▶ **Excerpt provided**

● ● ● ● ● ● ●

I talk the talk but……..

22 10 2011

I have a confession to make, last week I talked the talk but I didn’t walk the walk and I ended up in Cardiff at 9:15 am last Saturday morning. It’s taken me a week to pluck up the courage to tell the world about it.

Here’s what happened……..

The process of my resolve weakening begin on the Tuesday of last week (11th October). I tried to fight it but slowly and surely my resolve dissolved until the following thought; “What the hell, I’m going to south Wales anyway I might as well watch the rugby!!!”, popped into my head. Well the train tickets weren’t going to get any cheaper. My resolve wasn’t likely to be very strong thanks to my rugby-loving dad.  I’ve been watching Wales play rugby since I was in primary school so I decided that I wasn’t going to let the plebs stop me watching a rather big match.

There was only one problem; my reason for going south.  I had to be in Llanelli by 1:30 pm at the latest to watch Bangor’s match in Llanelli. Before my gradual dilution of my stance  I was going to leave on the 7:25 am train from Llandudno Junction but if I took this train it would mean missing the rugby match. Luckily enough the generic timetable website told me there was a train at 5:15 am. If I got that train I could watch most of the rugby match and still get to Llanelli in time for a few refreshments!!!!! Unfortunately this would mean having to get up at 4:00 am.

Last Saturday morning I arrived at Llandudno Junction and found the Marie Celeste of stations. Even at 5:05 am trains still run late and my train eventually slouched onto the platform with an unrepentant shrug.

I thought the train would be packed with plebeians put there were only two people with rugby attire. Safe in this knowledge I sat back and fell asleep. In Chester I awoke in a haze to hear a crackling announcement tell me that we had to change carriages. Thankfully I found a new seat with a table. Unfortunately my reverie was shattered by three Tory-faced battleaxes.

You may be wondering how I knew they were Tories, well in a carriage that contained no reservations and over 40 free seats they demanded to sit in the precise seats that their tickets stipulated. Their jolly reasonable demand forced a man out of his seat just as he had become comfortable. Only Tory cunts act like this.

A player from the XXX XXX XXXXXX got on the train at Gobowen but they all look the same to me so I can’t tell you which one (He got off at Newport in case you’re wondering). I know it wasn’t Steve Evans as the train seats remained urine- free. Yet more Tory-faced harpies sullied the train at Shrewsbury. You know the equilibrium of your zen won’t last long when loud contempt for Wales and loud discussions about Big Brother are heard from the other end of the fucking carriage. These harridans pushed me in the direction of the red-shirts. Oh how I despise the Daily Mail reading ways of the border country mindset.

● ● ● ● ● ● ●

▶ **Required task A**
According to the rugby trip post, by what time did the writer have to be in Llanelli?
▶ **Required task B**
Transcribe the rugby trip post word for word, starting at "I have a confession" and ending at "Here’s what happened……..".

▶ **Records provided**
● ● ● ● ● ● ●

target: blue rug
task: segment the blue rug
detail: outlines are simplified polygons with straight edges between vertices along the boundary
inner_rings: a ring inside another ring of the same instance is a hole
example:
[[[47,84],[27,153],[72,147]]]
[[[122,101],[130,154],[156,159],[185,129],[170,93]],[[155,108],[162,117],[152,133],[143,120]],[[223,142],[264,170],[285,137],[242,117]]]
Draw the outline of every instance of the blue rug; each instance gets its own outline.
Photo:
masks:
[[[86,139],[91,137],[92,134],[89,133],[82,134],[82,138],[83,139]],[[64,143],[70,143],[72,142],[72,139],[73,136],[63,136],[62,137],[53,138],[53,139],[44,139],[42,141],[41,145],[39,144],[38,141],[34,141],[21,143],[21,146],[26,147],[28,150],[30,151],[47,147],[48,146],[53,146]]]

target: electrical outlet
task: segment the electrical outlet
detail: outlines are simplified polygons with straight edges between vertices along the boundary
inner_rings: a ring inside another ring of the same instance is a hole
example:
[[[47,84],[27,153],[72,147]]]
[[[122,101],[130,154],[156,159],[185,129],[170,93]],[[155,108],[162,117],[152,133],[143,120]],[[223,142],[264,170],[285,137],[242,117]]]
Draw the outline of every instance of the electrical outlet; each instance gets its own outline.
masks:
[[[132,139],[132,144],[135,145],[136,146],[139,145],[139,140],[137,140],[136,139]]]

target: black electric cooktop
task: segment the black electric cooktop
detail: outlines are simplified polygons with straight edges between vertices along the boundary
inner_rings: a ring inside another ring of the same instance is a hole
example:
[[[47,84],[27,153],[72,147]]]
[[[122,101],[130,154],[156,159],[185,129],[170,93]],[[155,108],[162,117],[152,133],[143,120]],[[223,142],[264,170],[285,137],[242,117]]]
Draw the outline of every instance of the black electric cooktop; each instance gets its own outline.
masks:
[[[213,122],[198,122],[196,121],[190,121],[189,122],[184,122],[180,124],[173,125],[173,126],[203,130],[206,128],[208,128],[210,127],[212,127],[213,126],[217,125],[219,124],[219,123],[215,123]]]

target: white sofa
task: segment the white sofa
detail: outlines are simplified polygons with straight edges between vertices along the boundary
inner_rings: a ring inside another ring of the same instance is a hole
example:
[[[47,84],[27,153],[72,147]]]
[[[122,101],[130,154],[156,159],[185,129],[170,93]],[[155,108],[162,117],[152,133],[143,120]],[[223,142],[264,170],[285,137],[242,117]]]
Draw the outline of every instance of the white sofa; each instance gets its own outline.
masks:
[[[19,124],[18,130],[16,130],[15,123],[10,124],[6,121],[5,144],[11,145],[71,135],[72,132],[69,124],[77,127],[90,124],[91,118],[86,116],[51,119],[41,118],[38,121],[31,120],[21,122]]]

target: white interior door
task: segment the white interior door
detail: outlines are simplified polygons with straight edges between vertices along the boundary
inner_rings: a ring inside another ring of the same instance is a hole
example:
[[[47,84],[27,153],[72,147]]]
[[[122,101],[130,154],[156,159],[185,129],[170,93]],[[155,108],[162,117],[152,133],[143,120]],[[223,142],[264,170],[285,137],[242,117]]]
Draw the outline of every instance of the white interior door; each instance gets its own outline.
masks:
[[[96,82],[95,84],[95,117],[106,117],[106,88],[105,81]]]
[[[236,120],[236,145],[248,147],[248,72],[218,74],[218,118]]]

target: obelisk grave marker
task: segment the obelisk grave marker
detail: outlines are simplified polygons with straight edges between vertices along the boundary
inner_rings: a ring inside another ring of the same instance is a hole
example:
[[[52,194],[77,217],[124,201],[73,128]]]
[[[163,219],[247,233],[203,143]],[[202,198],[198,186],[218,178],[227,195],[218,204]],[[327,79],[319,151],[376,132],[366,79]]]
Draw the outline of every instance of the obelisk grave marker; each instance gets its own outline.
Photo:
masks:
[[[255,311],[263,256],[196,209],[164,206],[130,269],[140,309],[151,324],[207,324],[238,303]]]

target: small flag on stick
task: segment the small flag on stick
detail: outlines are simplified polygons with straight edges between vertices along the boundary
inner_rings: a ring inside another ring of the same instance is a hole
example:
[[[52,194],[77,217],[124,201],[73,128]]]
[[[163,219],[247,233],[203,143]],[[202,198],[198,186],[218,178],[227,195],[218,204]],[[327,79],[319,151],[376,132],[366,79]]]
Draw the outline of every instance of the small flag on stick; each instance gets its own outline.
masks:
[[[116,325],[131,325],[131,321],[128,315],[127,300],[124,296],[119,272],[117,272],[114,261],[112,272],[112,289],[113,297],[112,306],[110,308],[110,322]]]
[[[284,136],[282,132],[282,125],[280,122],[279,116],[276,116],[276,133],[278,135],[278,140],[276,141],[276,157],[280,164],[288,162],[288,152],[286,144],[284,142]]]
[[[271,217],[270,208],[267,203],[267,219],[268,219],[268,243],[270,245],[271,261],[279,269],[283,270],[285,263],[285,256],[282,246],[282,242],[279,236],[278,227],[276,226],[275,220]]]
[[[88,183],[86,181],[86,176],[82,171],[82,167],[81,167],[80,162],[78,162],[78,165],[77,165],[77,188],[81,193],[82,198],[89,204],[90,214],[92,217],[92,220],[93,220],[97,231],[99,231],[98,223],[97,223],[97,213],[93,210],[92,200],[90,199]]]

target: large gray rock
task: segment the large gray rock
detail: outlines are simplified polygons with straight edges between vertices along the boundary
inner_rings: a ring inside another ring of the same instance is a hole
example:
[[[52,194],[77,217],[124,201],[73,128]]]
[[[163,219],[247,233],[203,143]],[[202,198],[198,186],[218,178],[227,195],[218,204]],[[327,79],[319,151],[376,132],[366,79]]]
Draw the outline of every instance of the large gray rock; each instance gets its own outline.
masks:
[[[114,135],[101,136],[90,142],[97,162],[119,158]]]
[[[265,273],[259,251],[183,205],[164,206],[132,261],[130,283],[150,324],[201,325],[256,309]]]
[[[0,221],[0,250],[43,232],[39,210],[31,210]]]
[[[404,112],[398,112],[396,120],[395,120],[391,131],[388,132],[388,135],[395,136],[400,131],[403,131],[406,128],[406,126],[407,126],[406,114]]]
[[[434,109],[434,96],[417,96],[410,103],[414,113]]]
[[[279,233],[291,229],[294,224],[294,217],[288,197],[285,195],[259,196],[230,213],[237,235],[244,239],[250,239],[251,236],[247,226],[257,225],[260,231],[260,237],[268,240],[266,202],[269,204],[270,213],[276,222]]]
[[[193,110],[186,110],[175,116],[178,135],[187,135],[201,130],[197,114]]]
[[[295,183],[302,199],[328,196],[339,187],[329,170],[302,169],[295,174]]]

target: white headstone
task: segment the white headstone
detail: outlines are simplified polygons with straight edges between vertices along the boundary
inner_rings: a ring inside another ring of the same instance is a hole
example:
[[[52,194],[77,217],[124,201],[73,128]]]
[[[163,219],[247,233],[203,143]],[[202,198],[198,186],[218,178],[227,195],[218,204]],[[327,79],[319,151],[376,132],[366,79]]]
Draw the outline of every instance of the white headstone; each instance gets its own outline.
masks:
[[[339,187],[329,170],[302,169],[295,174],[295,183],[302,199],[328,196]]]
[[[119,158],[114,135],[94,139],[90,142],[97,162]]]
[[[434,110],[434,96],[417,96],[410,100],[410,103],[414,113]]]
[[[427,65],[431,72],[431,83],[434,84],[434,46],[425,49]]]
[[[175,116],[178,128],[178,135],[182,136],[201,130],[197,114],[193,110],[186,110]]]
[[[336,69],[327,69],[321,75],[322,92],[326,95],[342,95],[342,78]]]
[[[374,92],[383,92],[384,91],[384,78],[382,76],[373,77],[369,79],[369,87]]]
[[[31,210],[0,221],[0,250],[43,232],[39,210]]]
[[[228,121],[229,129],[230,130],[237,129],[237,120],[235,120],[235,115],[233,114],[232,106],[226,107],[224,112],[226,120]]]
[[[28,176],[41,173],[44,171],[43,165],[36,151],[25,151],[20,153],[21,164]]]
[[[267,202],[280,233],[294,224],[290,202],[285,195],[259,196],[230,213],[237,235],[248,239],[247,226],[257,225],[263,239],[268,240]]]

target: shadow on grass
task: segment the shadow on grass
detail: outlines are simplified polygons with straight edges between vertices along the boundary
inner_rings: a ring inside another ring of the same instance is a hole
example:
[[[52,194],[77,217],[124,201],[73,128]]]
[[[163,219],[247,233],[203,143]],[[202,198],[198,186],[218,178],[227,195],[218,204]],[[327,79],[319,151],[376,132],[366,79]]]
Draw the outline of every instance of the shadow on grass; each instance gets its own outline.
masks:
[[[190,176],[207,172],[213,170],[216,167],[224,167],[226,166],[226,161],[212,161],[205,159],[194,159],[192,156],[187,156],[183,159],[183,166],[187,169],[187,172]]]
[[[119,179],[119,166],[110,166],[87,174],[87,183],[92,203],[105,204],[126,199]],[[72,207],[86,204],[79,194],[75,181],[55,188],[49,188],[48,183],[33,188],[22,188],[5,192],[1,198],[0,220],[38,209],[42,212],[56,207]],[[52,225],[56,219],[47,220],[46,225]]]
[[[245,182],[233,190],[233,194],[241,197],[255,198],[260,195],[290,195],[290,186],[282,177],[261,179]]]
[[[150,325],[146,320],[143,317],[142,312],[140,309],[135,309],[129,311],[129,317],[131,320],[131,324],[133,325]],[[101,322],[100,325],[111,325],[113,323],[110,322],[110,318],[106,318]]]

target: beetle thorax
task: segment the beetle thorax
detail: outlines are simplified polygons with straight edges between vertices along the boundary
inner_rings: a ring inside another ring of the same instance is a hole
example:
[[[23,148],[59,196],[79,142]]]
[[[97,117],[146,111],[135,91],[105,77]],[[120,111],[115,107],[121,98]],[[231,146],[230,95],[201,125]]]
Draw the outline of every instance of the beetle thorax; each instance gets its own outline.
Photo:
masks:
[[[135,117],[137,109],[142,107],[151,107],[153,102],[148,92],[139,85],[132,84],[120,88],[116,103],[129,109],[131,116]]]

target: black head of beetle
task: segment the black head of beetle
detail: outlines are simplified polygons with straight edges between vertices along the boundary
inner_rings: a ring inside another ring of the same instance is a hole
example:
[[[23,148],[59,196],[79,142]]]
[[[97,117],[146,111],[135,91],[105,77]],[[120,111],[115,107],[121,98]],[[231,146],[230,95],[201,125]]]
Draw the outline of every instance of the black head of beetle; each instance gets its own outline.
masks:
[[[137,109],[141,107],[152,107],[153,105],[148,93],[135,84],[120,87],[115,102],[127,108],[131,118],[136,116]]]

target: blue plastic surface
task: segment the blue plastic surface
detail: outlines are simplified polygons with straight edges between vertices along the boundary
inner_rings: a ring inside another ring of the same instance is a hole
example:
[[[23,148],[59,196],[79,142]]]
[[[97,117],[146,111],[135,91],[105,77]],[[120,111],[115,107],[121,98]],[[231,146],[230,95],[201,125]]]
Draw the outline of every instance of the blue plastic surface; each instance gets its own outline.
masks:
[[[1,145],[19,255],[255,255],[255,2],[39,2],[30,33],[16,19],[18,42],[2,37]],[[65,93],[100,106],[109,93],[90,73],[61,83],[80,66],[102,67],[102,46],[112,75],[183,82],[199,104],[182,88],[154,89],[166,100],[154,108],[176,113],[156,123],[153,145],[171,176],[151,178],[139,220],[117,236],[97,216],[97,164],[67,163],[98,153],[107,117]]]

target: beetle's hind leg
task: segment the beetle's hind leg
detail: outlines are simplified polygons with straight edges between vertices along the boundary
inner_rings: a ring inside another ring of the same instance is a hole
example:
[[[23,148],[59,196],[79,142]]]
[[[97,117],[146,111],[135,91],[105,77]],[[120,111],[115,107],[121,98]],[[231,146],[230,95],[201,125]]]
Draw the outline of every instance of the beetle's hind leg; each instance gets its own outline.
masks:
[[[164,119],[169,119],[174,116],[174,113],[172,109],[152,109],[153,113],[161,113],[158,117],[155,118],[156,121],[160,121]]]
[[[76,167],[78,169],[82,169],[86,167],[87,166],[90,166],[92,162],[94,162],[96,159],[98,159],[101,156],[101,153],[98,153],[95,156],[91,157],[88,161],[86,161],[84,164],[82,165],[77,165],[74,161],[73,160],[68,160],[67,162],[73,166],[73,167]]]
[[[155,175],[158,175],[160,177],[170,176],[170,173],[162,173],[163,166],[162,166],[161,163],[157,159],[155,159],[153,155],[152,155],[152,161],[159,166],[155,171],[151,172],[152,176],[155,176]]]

● ● ● ● ● ● ●

▶ **Correct response A**
By 1:30 pm at the latest.

▶ **Correct response B**
I have a confession to make, last week I talked the talk but I didn’t walk the walk and I ended up in Cardiff at 9:15 am last Saturday morning. It’s taken me a week to pluck up the courage to tell the world about it.

Here’s what happened……..